#### DATA EXTRACT ####

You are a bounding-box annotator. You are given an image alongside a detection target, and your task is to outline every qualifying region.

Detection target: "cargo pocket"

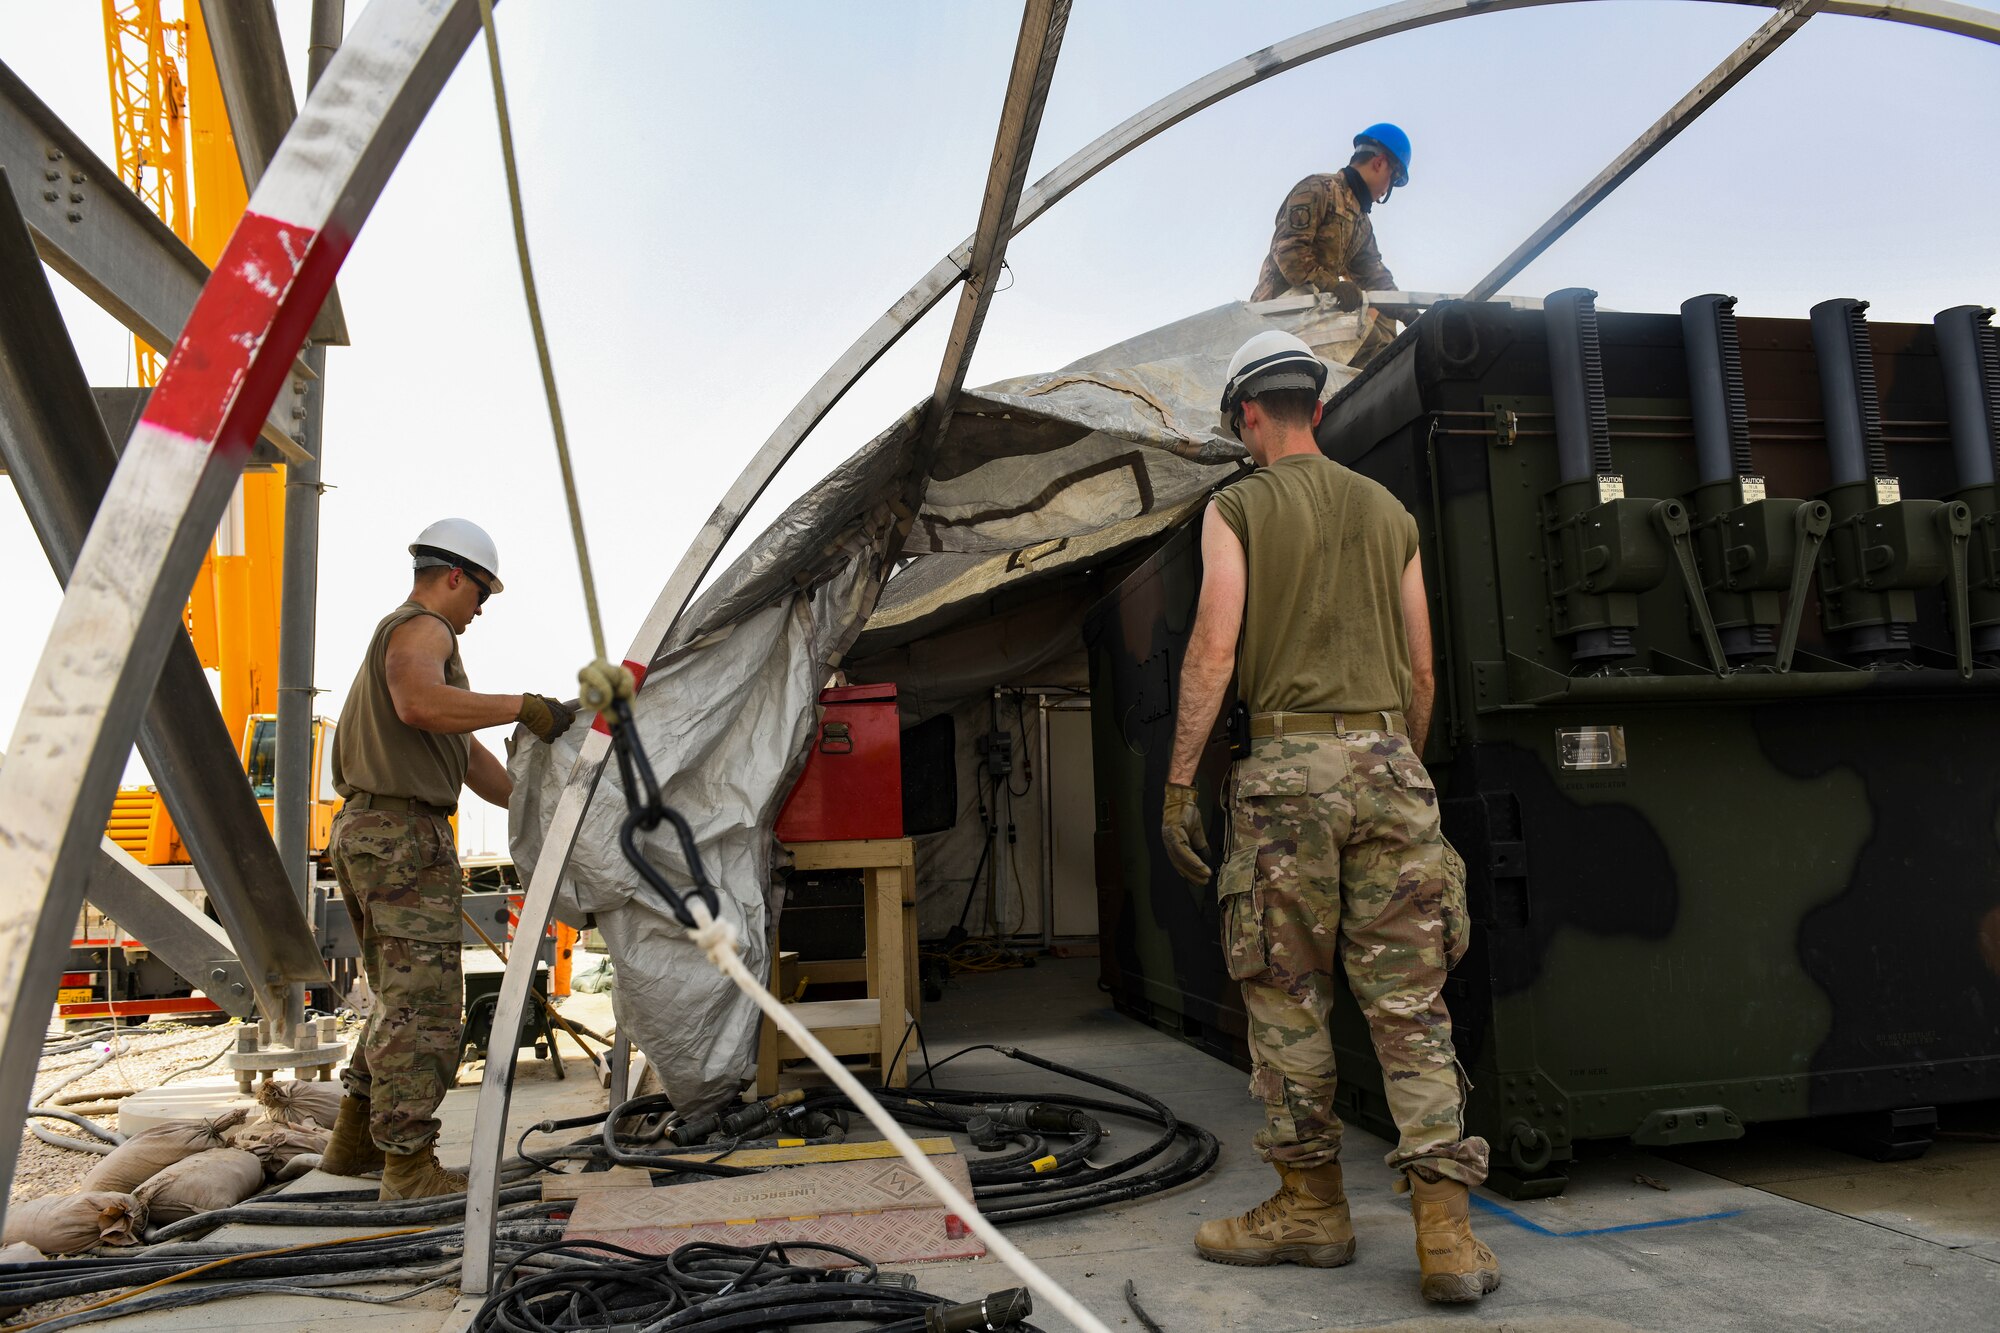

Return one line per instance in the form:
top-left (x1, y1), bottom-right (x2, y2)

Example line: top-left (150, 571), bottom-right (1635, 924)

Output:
top-left (1440, 837), bottom-right (1470, 969)
top-left (1387, 752), bottom-right (1437, 802)
top-left (1217, 847), bottom-right (1267, 981)
top-left (364, 814), bottom-right (463, 945)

####

DIRECTIONS FOR THIS TASK >> Only lines with the word "target" should be collected from the material.

TASK RESPONSE >>
You are a bounding-box annotator. You are given an image alongside a detection target, and your task is to outline every qualifying region.
Detection target: "cargo pocket"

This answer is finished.